● TAREFA
Apresente como uma lista JSON de strings, uma para cada linha e sem as linhas em branco, as linhas que vão do começo dos registros até a linha que contém "[(885, 378)]", incluindo as duas pontas. Deixe as imagens fora da resposta.

(Dados de anotação da localização de objetos)
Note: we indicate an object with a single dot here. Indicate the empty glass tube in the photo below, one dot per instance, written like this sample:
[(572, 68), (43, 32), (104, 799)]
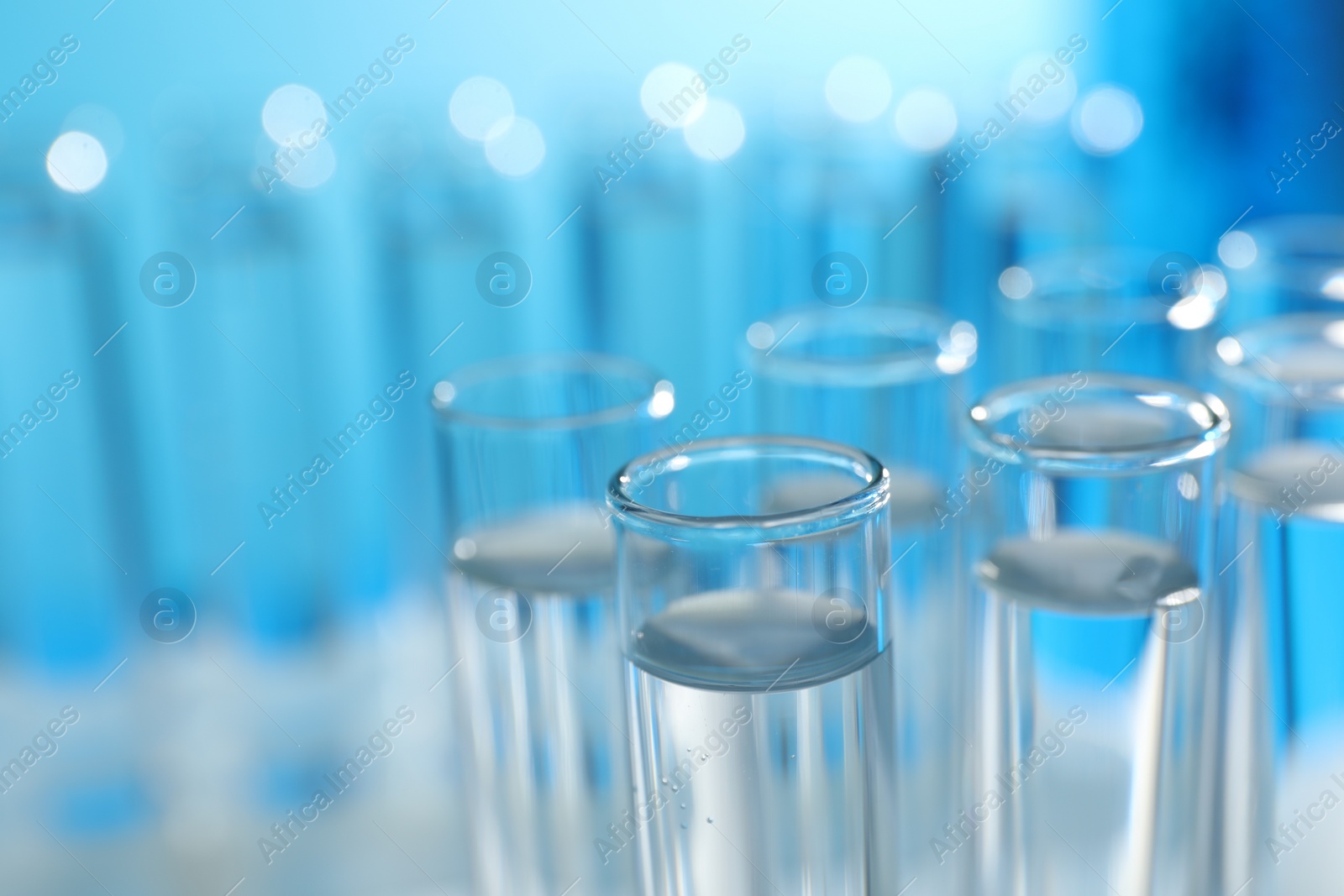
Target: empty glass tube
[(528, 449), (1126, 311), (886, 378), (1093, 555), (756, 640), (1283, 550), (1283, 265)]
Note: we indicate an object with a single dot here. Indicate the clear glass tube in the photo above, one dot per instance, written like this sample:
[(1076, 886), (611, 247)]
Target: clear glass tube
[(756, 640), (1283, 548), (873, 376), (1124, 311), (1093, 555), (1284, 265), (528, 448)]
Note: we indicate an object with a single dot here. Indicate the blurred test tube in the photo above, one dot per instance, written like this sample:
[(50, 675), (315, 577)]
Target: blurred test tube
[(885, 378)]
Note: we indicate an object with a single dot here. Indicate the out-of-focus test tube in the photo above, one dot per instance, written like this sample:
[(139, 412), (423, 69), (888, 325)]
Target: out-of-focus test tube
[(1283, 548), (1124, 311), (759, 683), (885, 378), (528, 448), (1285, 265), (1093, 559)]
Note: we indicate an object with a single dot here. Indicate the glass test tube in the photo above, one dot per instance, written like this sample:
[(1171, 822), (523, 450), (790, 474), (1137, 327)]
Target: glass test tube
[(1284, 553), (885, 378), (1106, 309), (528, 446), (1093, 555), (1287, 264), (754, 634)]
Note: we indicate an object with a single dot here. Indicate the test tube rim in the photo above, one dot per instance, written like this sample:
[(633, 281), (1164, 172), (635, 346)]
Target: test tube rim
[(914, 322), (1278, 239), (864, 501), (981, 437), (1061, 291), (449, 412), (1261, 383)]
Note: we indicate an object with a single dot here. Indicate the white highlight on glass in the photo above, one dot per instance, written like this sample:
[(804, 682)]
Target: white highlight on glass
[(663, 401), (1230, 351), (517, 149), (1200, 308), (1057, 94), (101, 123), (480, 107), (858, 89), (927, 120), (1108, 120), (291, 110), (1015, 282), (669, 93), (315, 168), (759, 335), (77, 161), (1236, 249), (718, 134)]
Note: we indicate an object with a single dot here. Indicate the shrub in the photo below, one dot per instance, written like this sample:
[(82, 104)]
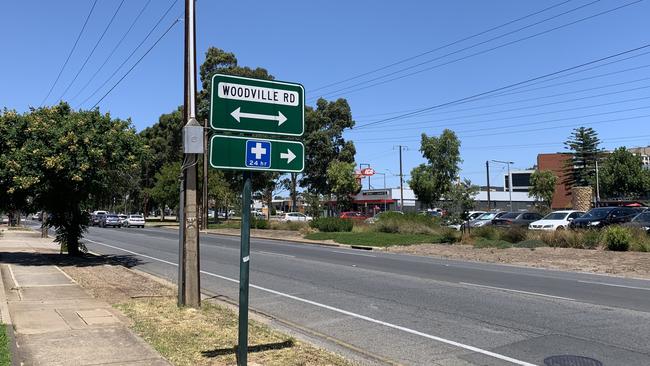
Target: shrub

● RESPOSTA
[
  "Note: we indicate an object with a single dot here. Indicate the empty glass tube in the photo below, one dot per instance, written like this sample:",
  "[(572, 68), (43, 32), (104, 799)]",
  "Target: empty glass tube",
  "[(528, 449), (1126, 311), (886, 378), (1093, 555), (756, 640), (1283, 550), (1283, 265)]",
  "Note: we indicate an object with a single dot here. Indicate the clear glass tube in the photo above, one dot per instance, written like this sample:",
  "[(1076, 886), (611, 247)]",
  "Target: clear glass tube",
  "[(756, 640), (1283, 548), (873, 376), (1124, 311), (1093, 555), (1284, 265), (528, 448)]",
  "Note: we indicate an object with a single dot here. Indicate the blurred test tube in the photo above, one dot per instance, written like this sample:",
  "[(50, 675), (315, 577)]",
  "Target: blurred test tube",
  "[(885, 378)]"
]